*** Provided records

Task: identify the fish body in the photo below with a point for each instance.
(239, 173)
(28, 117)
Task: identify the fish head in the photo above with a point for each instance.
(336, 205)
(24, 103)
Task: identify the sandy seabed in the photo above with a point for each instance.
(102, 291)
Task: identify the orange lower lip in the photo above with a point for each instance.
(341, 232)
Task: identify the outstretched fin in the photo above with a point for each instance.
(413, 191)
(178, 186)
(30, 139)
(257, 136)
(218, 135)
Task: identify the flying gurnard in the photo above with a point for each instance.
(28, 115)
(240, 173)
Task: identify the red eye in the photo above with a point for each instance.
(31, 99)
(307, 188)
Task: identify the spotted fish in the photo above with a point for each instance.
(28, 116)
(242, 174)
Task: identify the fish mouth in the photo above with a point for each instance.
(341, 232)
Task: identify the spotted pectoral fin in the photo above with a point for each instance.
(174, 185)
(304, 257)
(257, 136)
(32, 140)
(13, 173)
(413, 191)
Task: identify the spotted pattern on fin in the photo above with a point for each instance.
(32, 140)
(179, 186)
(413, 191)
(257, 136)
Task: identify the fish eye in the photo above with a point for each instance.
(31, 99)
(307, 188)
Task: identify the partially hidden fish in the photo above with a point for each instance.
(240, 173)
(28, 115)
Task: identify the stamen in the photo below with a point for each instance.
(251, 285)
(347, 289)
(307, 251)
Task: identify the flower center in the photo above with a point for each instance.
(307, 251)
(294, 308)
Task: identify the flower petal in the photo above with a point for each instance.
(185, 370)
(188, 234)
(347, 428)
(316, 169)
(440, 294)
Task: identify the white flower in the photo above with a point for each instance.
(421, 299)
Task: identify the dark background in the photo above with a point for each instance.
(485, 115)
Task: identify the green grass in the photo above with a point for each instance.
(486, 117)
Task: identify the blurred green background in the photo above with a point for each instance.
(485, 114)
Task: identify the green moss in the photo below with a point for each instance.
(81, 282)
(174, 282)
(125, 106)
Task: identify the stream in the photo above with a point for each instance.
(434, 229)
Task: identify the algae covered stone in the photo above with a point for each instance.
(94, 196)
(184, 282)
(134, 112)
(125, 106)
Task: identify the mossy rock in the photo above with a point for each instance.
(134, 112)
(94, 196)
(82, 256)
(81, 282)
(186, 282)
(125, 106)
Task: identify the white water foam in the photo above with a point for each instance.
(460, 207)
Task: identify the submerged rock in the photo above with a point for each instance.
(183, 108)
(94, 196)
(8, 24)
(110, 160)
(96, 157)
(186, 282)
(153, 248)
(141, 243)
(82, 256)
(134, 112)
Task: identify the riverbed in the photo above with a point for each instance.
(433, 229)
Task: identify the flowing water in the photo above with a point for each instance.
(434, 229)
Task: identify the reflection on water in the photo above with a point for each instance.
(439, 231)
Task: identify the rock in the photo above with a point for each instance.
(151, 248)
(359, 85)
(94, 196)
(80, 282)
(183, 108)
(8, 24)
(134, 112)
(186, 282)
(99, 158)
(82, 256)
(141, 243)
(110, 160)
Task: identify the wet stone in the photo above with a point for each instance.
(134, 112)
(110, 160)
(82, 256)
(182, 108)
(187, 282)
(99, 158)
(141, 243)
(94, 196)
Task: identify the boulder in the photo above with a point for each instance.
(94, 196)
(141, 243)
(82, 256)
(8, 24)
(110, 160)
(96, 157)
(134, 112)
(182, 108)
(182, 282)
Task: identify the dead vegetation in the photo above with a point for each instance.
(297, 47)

******
*** Provided records

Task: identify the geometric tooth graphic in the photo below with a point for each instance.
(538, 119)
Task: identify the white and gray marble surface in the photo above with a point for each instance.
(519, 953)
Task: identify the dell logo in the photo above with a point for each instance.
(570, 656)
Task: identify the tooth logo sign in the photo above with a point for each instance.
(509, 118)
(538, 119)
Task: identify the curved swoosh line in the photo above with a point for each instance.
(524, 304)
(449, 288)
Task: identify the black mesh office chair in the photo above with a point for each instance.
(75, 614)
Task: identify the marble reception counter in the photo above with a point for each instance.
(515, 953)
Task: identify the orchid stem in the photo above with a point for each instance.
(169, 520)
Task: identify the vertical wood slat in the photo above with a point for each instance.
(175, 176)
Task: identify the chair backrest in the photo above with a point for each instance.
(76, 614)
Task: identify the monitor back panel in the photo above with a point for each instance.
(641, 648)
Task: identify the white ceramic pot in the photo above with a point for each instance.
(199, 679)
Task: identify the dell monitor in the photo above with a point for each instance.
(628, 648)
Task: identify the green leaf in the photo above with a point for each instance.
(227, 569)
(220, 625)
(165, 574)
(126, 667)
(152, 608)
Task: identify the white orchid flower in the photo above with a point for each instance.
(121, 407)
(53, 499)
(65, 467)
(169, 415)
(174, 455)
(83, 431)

******
*** Provided records

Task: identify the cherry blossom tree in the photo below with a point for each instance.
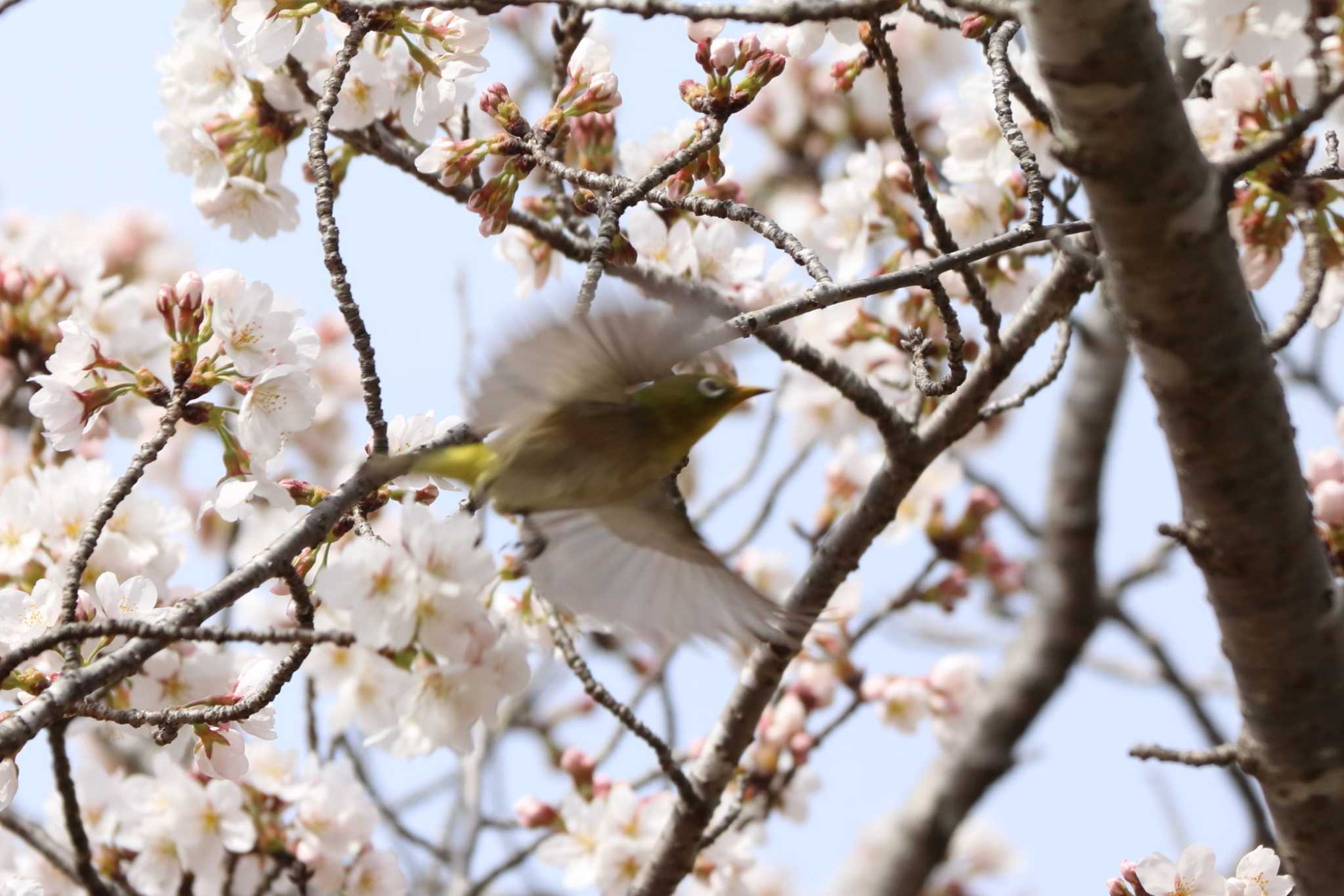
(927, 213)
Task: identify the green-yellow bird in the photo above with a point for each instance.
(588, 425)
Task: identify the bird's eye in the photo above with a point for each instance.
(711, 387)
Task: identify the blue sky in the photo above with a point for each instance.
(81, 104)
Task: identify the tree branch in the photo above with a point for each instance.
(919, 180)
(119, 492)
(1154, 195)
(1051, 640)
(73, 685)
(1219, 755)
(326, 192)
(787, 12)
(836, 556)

******

What the task requires: Extract every line of the records above that contains the string "monitor", treating uppercase and lowercase as different.

Answer for this exercise:
Task: identify the monitor back panel in the photo above with a point for each instance.
Task: identify the dell monitor in the photo above with a point for each instance.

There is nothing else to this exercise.